BEGIN MATERIALS PROVIDED
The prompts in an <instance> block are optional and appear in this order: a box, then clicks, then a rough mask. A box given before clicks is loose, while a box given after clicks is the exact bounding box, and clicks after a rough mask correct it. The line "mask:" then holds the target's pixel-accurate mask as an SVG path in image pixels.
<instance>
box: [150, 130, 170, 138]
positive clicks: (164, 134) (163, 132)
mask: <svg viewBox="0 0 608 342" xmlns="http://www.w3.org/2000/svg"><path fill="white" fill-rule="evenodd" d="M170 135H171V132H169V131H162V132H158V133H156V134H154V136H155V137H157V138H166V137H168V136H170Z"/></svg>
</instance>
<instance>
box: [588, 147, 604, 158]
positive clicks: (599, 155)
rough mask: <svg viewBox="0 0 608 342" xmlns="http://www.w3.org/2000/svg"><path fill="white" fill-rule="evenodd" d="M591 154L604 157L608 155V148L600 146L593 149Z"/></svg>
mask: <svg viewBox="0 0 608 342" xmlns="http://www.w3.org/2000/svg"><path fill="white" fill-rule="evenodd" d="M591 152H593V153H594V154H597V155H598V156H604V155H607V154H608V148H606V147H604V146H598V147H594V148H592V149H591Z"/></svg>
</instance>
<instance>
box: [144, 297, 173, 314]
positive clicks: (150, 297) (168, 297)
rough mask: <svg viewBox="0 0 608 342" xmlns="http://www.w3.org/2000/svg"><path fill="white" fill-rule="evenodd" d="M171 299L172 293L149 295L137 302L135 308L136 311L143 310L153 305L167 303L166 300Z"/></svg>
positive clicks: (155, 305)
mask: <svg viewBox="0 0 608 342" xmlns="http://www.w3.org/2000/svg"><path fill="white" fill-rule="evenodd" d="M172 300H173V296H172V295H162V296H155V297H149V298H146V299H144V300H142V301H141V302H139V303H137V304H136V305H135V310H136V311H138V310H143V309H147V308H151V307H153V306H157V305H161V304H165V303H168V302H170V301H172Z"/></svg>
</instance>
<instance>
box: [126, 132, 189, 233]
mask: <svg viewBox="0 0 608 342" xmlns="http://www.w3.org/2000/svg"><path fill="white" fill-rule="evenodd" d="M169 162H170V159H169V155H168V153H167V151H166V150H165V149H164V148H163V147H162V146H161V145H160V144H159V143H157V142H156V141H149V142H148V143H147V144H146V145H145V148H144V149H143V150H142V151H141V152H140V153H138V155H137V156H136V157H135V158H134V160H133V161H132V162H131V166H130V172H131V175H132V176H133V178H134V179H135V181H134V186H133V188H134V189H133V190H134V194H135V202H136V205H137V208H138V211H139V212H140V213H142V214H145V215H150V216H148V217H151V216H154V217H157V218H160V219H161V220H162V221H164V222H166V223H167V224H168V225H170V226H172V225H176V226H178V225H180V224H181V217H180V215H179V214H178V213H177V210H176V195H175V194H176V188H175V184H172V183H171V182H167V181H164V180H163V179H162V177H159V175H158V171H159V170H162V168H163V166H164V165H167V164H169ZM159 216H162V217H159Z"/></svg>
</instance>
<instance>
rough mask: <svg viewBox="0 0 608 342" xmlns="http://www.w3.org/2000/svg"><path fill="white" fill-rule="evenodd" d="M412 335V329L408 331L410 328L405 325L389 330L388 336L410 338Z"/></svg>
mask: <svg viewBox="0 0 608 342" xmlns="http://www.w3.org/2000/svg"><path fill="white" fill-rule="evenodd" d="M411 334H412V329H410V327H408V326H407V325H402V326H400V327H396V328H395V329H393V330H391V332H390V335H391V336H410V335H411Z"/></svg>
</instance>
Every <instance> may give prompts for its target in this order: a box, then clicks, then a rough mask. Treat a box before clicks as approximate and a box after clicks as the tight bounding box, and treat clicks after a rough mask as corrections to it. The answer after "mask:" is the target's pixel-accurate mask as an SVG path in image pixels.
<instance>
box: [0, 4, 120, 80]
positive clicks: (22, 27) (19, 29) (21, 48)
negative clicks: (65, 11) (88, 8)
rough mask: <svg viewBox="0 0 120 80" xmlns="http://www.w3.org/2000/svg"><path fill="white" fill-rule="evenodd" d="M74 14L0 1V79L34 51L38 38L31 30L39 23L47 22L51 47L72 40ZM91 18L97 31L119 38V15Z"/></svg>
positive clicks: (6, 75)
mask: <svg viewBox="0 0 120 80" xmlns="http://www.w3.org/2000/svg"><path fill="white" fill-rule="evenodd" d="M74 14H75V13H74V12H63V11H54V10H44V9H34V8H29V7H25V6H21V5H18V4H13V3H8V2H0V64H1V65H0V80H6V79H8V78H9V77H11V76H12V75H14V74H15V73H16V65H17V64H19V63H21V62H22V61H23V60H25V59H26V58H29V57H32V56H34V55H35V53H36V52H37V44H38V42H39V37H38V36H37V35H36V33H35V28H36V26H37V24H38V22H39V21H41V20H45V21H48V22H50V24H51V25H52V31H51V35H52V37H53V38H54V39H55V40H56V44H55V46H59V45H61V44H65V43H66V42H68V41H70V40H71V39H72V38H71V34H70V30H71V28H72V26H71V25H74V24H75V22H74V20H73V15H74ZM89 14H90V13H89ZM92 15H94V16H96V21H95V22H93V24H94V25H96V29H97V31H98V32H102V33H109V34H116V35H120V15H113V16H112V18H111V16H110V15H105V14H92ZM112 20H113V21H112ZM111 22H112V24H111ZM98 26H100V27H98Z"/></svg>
END MATERIALS PROVIDED
*EXERCISE*:
Of the lines above, extract only those from the line with "Every <instance> may" to the line with "14L0 1V79L34 51L38", both included, exactly as written.

*WRITTEN REPLY*:
Every <instance> may give prompts for its target in this order: a box, then clicks, then a rough mask. Treat a box before clicks as approximate and a box after clicks as the tight bounding box, and treat clicks after a rough mask as corrections to it. The answer after "mask:" is the target's pixel-accurate mask as an SVG path in image pixels.
<instance>
box: [0, 4, 120, 80]
positive clicks: (22, 27) (19, 29) (21, 48)
negative clicks: (65, 11) (88, 8)
rough mask: <svg viewBox="0 0 120 80" xmlns="http://www.w3.org/2000/svg"><path fill="white" fill-rule="evenodd" d="M74 14L0 1V79L34 51L38 38L31 30L39 23L47 22L51 47L72 40ZM91 18L97 31L119 38V15Z"/></svg>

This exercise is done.